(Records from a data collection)
= = = =

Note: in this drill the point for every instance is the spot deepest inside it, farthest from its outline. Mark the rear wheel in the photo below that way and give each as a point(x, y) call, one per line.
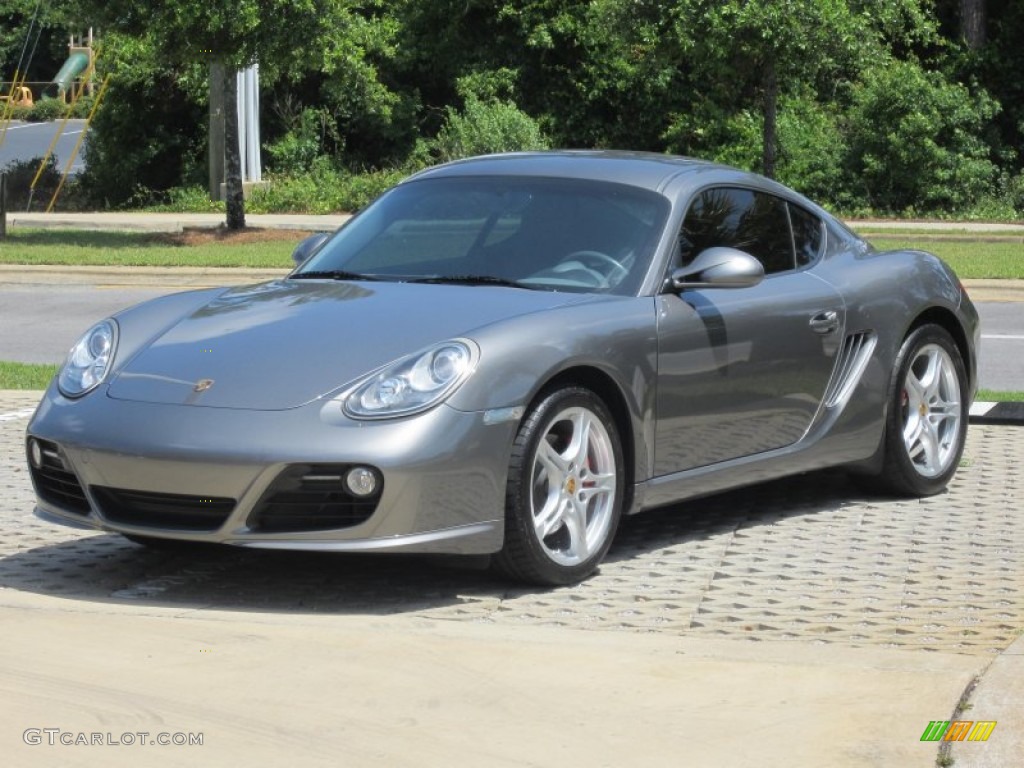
point(564, 493)
point(926, 423)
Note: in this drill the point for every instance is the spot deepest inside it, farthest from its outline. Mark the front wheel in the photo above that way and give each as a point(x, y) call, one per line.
point(926, 423)
point(565, 489)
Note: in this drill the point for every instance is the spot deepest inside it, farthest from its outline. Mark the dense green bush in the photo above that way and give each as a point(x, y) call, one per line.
point(915, 140)
point(323, 189)
point(484, 127)
point(302, 143)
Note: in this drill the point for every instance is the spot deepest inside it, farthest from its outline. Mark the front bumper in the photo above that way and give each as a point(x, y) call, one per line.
point(206, 474)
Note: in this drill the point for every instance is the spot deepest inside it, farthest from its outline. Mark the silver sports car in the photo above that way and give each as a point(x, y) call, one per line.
point(506, 354)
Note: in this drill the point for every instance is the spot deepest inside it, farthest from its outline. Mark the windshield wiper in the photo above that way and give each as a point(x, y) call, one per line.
point(333, 274)
point(471, 280)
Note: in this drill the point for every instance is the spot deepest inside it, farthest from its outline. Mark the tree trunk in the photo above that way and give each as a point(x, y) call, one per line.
point(233, 197)
point(973, 23)
point(770, 109)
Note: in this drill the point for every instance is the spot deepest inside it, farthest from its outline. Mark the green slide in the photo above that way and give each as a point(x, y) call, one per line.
point(77, 64)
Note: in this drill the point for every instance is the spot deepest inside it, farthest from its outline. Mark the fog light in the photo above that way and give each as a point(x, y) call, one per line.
point(361, 481)
point(35, 453)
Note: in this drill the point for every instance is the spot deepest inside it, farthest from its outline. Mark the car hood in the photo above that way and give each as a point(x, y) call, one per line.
point(281, 344)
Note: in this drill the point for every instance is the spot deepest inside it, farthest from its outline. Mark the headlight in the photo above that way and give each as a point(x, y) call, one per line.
point(89, 359)
point(413, 384)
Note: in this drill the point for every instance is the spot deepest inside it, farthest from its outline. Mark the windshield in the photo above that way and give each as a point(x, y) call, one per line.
point(558, 235)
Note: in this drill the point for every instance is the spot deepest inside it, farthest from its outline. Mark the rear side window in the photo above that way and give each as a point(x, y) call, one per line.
point(780, 236)
point(806, 235)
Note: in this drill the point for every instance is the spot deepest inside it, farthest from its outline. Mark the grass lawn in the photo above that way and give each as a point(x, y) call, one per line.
point(989, 395)
point(969, 258)
point(985, 257)
point(26, 376)
point(251, 248)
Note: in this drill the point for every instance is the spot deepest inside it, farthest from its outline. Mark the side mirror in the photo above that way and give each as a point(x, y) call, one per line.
point(306, 247)
point(719, 267)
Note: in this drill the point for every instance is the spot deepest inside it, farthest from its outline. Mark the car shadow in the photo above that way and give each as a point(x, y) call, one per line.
point(103, 567)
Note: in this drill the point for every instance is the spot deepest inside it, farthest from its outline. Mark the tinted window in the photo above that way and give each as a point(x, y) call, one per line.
point(547, 233)
point(752, 221)
point(806, 235)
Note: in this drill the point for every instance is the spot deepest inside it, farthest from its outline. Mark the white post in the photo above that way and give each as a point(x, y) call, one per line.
point(248, 90)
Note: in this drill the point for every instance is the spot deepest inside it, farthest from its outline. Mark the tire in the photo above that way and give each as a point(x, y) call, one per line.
point(927, 417)
point(563, 500)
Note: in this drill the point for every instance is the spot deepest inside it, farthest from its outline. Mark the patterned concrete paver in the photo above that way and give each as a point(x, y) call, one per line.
point(811, 558)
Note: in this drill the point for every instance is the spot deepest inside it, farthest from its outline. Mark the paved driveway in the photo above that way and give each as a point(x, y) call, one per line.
point(809, 558)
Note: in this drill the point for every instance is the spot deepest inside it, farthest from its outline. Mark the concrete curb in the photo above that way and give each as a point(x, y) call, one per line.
point(997, 413)
point(170, 222)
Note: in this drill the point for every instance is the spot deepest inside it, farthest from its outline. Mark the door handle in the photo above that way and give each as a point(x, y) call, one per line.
point(824, 323)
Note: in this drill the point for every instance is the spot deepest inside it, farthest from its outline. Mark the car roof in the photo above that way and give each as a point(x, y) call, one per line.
point(642, 169)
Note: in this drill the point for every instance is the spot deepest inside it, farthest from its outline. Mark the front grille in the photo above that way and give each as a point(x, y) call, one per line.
point(162, 510)
point(311, 497)
point(55, 482)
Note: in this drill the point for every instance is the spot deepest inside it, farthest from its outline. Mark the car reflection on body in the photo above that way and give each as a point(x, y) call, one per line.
point(506, 354)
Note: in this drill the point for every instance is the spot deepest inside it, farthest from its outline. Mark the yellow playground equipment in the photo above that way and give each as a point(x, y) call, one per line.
point(20, 95)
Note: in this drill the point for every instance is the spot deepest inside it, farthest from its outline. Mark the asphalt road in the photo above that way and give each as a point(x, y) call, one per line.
point(28, 140)
point(41, 322)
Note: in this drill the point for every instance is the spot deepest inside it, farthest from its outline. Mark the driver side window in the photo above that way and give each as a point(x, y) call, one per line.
point(751, 221)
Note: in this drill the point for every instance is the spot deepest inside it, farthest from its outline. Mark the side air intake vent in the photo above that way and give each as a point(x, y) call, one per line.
point(850, 367)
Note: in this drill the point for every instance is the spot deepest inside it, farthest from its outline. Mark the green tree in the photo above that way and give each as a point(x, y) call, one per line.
point(916, 140)
point(279, 34)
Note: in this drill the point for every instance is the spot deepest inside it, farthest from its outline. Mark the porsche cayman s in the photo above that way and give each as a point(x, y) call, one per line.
point(504, 355)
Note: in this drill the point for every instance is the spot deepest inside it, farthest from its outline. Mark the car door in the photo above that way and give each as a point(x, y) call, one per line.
point(742, 371)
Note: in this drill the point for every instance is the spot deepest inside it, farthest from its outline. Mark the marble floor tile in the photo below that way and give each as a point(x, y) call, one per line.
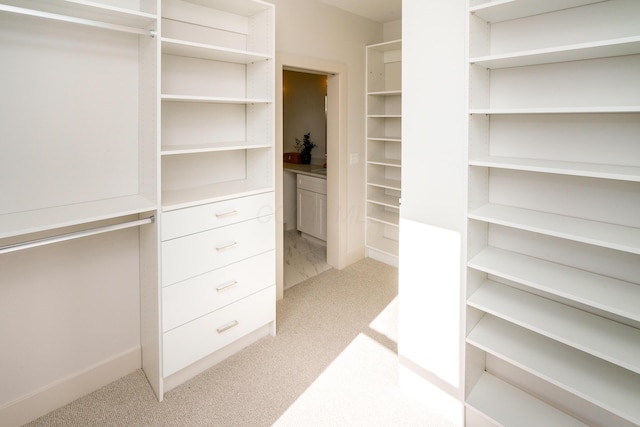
point(302, 259)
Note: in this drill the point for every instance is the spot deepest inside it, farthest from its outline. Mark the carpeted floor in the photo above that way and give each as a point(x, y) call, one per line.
point(332, 363)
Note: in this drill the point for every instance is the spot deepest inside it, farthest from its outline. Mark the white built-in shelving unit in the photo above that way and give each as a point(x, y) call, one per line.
point(217, 225)
point(553, 321)
point(383, 183)
point(82, 140)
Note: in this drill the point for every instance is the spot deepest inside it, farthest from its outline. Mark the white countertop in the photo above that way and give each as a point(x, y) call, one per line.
point(305, 169)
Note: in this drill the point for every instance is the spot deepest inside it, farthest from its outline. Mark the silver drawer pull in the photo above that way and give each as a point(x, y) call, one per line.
point(228, 326)
point(227, 246)
point(226, 214)
point(226, 286)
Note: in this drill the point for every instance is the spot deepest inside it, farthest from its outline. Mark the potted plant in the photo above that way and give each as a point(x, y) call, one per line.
point(304, 147)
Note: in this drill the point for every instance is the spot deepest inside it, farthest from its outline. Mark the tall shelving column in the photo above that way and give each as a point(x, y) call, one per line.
point(79, 133)
point(217, 225)
point(91, 156)
point(383, 187)
point(553, 321)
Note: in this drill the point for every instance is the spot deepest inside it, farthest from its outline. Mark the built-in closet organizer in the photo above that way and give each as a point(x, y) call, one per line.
point(383, 147)
point(553, 317)
point(77, 187)
point(217, 220)
point(311, 202)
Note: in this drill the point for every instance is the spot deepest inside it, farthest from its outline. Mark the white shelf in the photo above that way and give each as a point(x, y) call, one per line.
point(505, 10)
point(392, 184)
point(384, 200)
point(594, 290)
point(593, 170)
point(558, 110)
point(611, 236)
point(386, 46)
point(592, 334)
point(20, 223)
point(216, 53)
point(386, 246)
point(87, 13)
point(505, 405)
point(184, 198)
point(236, 7)
point(594, 380)
point(575, 52)
point(208, 148)
point(385, 93)
point(214, 99)
point(385, 162)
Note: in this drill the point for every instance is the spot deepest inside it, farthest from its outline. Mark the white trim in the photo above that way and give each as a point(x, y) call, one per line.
point(55, 395)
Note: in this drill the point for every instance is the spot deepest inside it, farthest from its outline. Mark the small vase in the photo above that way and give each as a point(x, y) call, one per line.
point(305, 158)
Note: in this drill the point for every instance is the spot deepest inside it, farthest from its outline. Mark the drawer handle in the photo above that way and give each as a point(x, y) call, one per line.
point(228, 326)
point(227, 246)
point(226, 214)
point(226, 286)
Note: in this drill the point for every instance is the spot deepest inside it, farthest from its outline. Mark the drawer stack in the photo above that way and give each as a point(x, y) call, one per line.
point(218, 276)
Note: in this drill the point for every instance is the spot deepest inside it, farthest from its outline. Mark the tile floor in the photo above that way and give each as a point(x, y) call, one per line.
point(302, 259)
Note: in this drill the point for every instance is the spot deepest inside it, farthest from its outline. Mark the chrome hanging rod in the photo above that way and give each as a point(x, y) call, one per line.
point(74, 20)
point(75, 235)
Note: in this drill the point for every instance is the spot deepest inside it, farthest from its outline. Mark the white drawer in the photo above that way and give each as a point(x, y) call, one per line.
point(190, 299)
point(201, 337)
point(199, 253)
point(311, 183)
point(186, 221)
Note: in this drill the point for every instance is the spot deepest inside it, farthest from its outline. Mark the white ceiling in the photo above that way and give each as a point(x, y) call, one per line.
point(376, 10)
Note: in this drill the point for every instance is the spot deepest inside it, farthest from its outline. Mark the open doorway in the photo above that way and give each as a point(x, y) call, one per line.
point(336, 242)
point(304, 185)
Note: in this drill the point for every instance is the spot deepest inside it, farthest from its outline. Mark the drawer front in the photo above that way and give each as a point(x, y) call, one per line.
point(199, 253)
point(186, 221)
point(193, 298)
point(201, 337)
point(311, 183)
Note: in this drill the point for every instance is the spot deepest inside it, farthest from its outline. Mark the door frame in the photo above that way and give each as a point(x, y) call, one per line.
point(336, 158)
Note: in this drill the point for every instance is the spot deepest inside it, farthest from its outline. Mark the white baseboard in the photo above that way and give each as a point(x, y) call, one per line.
point(64, 391)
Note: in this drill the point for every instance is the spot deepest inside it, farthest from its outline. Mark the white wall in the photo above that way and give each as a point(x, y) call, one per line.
point(311, 29)
point(434, 200)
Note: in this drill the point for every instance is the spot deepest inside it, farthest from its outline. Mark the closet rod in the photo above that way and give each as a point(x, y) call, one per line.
point(75, 235)
point(74, 20)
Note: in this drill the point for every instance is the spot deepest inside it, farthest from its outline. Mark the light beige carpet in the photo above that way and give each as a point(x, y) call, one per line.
point(332, 363)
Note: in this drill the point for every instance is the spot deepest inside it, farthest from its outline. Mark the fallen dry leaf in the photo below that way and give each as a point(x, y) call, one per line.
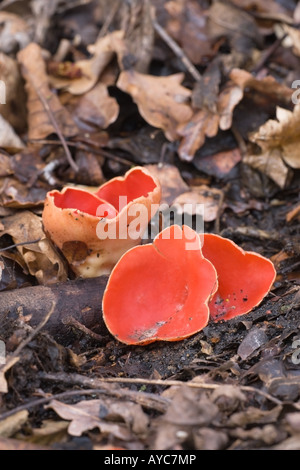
point(8, 138)
point(33, 69)
point(41, 259)
point(13, 424)
point(202, 195)
point(206, 123)
point(91, 69)
point(187, 23)
point(110, 417)
point(162, 101)
point(219, 164)
point(96, 108)
point(293, 213)
point(266, 86)
point(14, 34)
point(279, 143)
point(203, 124)
point(294, 35)
point(171, 182)
point(14, 110)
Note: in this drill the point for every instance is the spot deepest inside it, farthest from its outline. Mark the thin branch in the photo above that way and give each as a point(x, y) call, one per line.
point(87, 148)
point(86, 381)
point(14, 357)
point(177, 51)
point(70, 321)
point(57, 129)
point(31, 242)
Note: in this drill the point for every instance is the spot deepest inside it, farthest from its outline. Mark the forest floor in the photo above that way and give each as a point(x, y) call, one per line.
point(203, 94)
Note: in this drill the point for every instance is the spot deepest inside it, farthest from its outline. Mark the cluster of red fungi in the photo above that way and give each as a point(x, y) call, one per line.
point(167, 290)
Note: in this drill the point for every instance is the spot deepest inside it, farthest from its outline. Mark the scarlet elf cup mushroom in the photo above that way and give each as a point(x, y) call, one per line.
point(169, 290)
point(93, 230)
point(160, 291)
point(244, 277)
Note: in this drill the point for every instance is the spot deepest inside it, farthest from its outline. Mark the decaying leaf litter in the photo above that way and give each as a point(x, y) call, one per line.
point(201, 94)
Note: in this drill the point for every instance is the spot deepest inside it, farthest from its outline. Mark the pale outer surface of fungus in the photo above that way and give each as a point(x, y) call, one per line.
point(74, 232)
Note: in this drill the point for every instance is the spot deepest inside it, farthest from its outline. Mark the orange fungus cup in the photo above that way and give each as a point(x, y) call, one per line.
point(93, 230)
point(160, 291)
point(244, 277)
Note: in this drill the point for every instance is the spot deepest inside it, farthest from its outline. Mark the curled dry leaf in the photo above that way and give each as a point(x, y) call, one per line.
point(187, 23)
point(91, 69)
point(41, 259)
point(14, 32)
point(112, 418)
point(8, 138)
point(162, 101)
point(279, 143)
point(14, 109)
point(267, 85)
point(294, 35)
point(209, 197)
point(171, 182)
point(39, 123)
point(206, 123)
point(96, 108)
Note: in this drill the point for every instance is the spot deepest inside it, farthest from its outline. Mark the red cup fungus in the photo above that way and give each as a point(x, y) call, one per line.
point(244, 277)
point(160, 291)
point(166, 291)
point(93, 230)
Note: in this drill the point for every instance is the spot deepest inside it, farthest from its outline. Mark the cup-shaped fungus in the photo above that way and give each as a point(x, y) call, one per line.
point(244, 277)
point(160, 291)
point(93, 230)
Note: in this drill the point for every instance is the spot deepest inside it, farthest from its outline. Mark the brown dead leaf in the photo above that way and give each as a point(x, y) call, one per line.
point(39, 123)
point(189, 410)
point(238, 26)
point(96, 108)
point(187, 23)
point(91, 69)
point(294, 36)
point(41, 259)
point(205, 123)
point(8, 138)
point(14, 34)
point(12, 424)
point(110, 417)
point(266, 86)
point(279, 143)
point(219, 164)
point(162, 101)
point(17, 195)
point(171, 182)
point(14, 110)
point(50, 432)
point(293, 213)
point(209, 197)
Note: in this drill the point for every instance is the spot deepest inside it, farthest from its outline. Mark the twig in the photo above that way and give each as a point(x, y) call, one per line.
point(43, 401)
point(31, 242)
point(268, 54)
point(70, 321)
point(13, 358)
point(109, 19)
point(177, 51)
point(220, 207)
point(86, 148)
point(169, 383)
point(57, 129)
point(78, 379)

= = = =

> _EXERCISE GOAL_
Convert the data from the line containing "the car reflection" through the line containing "point(742, 371)" into a two-column CSV with the columns text and points. Each row should pair one line of wording with all the point(x, y) answers that follow it, with each field in quotation marks and line breaks turned into spaces.

> _FINISHED ANSWER_
text,points
"Note: in this drill the point for every instance is the spot deepest inside it, farthest from its outline. Mark the car reflection on body in the photo above that way and give each as a point(x, y) call, one per line.","point(506, 354)"
"Note: in this drill the point for every instance is the spot deepest inside it, farthest from its outline. Mark the yellow playground equipment in the photo above that way and give each as a point(x, y) call, one per line.","point(20, 95)"
"Note: in this drill the point for every instance is the spot deepest inside it, farthest from its outline. Mark the asphalt road in the photo above that way and give each as a point(x, y) call, one per line.","point(28, 140) point(41, 322)"
"Note: in this drill the point for every instance is the spot deepest inside it, farthest from its outline. Mark the driver side window in the photo above that way and give each as a point(x, y) call, one per line.","point(751, 221)"
"Note: in this drill the point for every instance is the spot deepest inside it, farthest from its outline. Mark the side air intake vent in the photo above that way and give each as a point(x, y) call, one per line.","point(850, 367)"
"Note: in this drill the point for every instance is the spot deepest inside it, farthest from its outline. Mark the green tree in the photo above that way and give each as a point(x, y) call, one per line.","point(916, 140) point(279, 34)"
"Note: in this drill the point for every instance is the spot deepest inside it, farthest from its outline. Mark the porsche cayman s in the photo above that way and give each as a point(x, y) call, one per line.","point(504, 355)"
"Note: in this drill the point for every instance is the spot deepest inside it, farthest from its outline. Mark the car door in the photo above that way and give each as a point(x, y) call, one per line.","point(742, 371)"